(Excerpts from a dataset)
++++++++

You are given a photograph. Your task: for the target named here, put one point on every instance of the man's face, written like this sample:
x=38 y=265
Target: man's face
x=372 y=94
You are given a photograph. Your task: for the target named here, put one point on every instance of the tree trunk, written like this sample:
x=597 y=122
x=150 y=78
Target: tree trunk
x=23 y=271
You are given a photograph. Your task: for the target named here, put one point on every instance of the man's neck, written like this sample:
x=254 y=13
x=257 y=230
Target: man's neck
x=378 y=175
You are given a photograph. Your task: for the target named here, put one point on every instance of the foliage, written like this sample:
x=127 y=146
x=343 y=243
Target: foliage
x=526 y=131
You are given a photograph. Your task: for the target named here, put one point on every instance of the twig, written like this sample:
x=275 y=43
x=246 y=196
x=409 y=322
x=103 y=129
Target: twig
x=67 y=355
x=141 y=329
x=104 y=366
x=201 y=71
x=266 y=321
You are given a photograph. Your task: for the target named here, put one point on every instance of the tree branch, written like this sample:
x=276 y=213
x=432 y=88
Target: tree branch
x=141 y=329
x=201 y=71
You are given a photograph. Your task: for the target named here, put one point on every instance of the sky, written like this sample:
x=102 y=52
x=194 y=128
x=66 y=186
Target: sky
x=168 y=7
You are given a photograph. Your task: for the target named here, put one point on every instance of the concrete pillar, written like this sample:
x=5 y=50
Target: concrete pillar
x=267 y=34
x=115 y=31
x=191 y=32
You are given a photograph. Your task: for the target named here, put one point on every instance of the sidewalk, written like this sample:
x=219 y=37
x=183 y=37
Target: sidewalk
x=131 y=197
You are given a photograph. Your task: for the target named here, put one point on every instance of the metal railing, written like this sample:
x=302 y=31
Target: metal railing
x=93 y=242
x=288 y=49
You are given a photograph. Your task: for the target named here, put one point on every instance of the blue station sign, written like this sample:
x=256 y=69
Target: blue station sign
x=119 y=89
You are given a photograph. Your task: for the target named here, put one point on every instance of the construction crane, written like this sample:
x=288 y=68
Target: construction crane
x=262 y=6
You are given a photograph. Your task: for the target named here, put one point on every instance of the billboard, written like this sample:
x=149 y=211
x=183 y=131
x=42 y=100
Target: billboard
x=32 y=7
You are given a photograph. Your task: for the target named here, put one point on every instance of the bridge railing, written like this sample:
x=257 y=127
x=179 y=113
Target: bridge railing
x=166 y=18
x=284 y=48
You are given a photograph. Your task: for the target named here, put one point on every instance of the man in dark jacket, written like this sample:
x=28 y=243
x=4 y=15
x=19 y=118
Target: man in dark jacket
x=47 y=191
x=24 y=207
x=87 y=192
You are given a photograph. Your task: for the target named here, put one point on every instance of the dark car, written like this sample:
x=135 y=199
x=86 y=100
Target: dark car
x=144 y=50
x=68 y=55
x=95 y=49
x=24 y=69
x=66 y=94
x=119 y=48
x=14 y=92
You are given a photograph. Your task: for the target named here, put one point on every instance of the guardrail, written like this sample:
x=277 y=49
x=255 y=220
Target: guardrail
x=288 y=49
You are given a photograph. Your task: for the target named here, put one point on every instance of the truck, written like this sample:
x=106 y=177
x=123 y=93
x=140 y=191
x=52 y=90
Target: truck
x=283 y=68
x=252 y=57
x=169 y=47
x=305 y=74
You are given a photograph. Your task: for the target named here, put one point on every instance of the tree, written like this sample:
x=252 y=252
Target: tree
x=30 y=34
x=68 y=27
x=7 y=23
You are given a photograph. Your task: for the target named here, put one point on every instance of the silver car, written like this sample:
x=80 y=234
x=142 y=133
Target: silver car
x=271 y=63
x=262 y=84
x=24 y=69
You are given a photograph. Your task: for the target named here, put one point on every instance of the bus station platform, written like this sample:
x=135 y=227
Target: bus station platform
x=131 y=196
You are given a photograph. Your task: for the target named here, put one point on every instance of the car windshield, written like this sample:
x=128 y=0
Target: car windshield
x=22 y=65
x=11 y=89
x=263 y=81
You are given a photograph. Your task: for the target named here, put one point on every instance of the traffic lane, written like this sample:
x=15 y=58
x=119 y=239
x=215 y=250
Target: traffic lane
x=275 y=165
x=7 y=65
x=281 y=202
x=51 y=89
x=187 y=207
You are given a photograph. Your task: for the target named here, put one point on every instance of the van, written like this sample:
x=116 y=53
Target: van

++++++++

◆ Task ◆
An exact repeat of all the entries above is required.

◆ Answer to this exercise ◆
You are given a photograph. Your task: for the target named here, put one point on every instance of the man's face, written like this sample:
x=38 y=265
Target: man's face
x=372 y=94
You are given a photograph. Your task: for the target named here, put one point on every instance of the tree trunk, written like this sample:
x=597 y=122
x=150 y=78
Target: tree trunk
x=23 y=271
You are given a photograph. Your task: for the target named here, put one point on every instance of the man's neck, written like this sample:
x=254 y=13
x=257 y=230
Target: man's neck
x=378 y=175
You are given a photograph. Your task: for the target named here, put one point on every instance of the foliage, written like this sample:
x=127 y=146
x=343 y=243
Target: foliage
x=526 y=131
You are given a photograph. Your task: for the target named here, put one point on every instance of the twig, written like this sample:
x=275 y=43
x=246 y=196
x=409 y=322
x=103 y=129
Target: twig
x=67 y=355
x=141 y=329
x=104 y=366
x=201 y=71
x=266 y=321
You are given a photograph. Your task: for the target named here, put one point on every instance of the tree branch, written like this sample:
x=276 y=213
x=432 y=88
Target: tree branch
x=141 y=329
x=201 y=71
You are given a photograph. Your task: for the target named here, put one point on every instance of the sky, written like this sample:
x=102 y=52
x=194 y=128
x=66 y=186
Target: sky
x=168 y=7
You are given a photograph. Your task: for the target named here, put one point on every instance of the concrete pillar, written like this sample:
x=5 y=50
Target: concrete pillar
x=267 y=34
x=115 y=31
x=191 y=32
You are given a photograph. Your task: for the target named here, put one point on every instance of the sidewalk, written like this sample:
x=219 y=37
x=183 y=37
Target: sidewalk
x=131 y=197
You are given a photograph. Your task: for the target named here, put one point on every instance of the metal railing, written like this sample:
x=302 y=31
Target: metal railing
x=93 y=242
x=288 y=49
You are given a photograph. Your task: for the target named here, put one point on every instance of the blue station sign, written like this sample:
x=256 y=69
Target: blue station sign
x=119 y=89
You are given a photograph. Your task: for the target named here, put one point on every instance of the construction crane, written like this sample:
x=288 y=68
Target: construction crane
x=262 y=6
You are given a photograph. Your task: for the target named here, put one point on every instance of the billboard, written like this sample:
x=149 y=211
x=183 y=131
x=42 y=100
Target: billboard
x=32 y=7
You are given a photograph. Your task: for the target named here, put one point on every instance of the bridge railing, written like this sample:
x=257 y=127
x=179 y=113
Target: bridge railing
x=166 y=18
x=284 y=48
You are given a photograph. Your task: for the target named here, put one point on every instance of the man in dark jacket, written like this sample:
x=28 y=243
x=4 y=15
x=19 y=118
Target: man in dark jacket
x=47 y=191
x=24 y=207
x=87 y=192
You are given a photograph. Your task: for the target named here, put one point on every instance of the dark car, written like this sample:
x=135 y=199
x=86 y=100
Target: dark car
x=144 y=50
x=68 y=55
x=95 y=49
x=24 y=69
x=66 y=94
x=119 y=48
x=14 y=92
You are given a photograph. Your task: for the target named here, put one point on every instance of the guardrail, written like this sample:
x=277 y=49
x=255 y=220
Target: guardrail
x=288 y=49
You are given a photograph. Your task: for the target named here, put one point on every instance of the truck, written like this sample:
x=106 y=177
x=123 y=93
x=140 y=191
x=52 y=90
Target: truck
x=283 y=68
x=252 y=57
x=169 y=47
x=305 y=74
You are given a photograph. Your task: for the target named here, put one point on every instance of the tree, written like this sample:
x=252 y=252
Target: tree
x=30 y=34
x=68 y=27
x=7 y=23
You are given a photograph. Your task: for the target named here, put one point on every instance of the silver car, written like this sample:
x=80 y=234
x=142 y=133
Target: silver car
x=271 y=63
x=262 y=84
x=24 y=69
You are given a photograph. Your task: for the target named here, put one point on every instance of the bus station platform, written like this sample:
x=135 y=227
Target: bus station platform
x=131 y=196
You are given a photograph. Your task: for the target named here, put one point on every instance of the car windshield, written like this sample:
x=128 y=0
Target: car windshield
x=22 y=65
x=11 y=89
x=263 y=81
You are given a photograph. Your task: for the target named here, put one point on every instance of the traffic lane, written like this sample:
x=15 y=58
x=119 y=239
x=215 y=250
Target: traffic lane
x=275 y=165
x=7 y=65
x=281 y=202
x=51 y=89
x=187 y=207
You are given a photograph. Your task: for the target named here, put one point on every instance of the van, written like this sample:
x=116 y=53
Target: van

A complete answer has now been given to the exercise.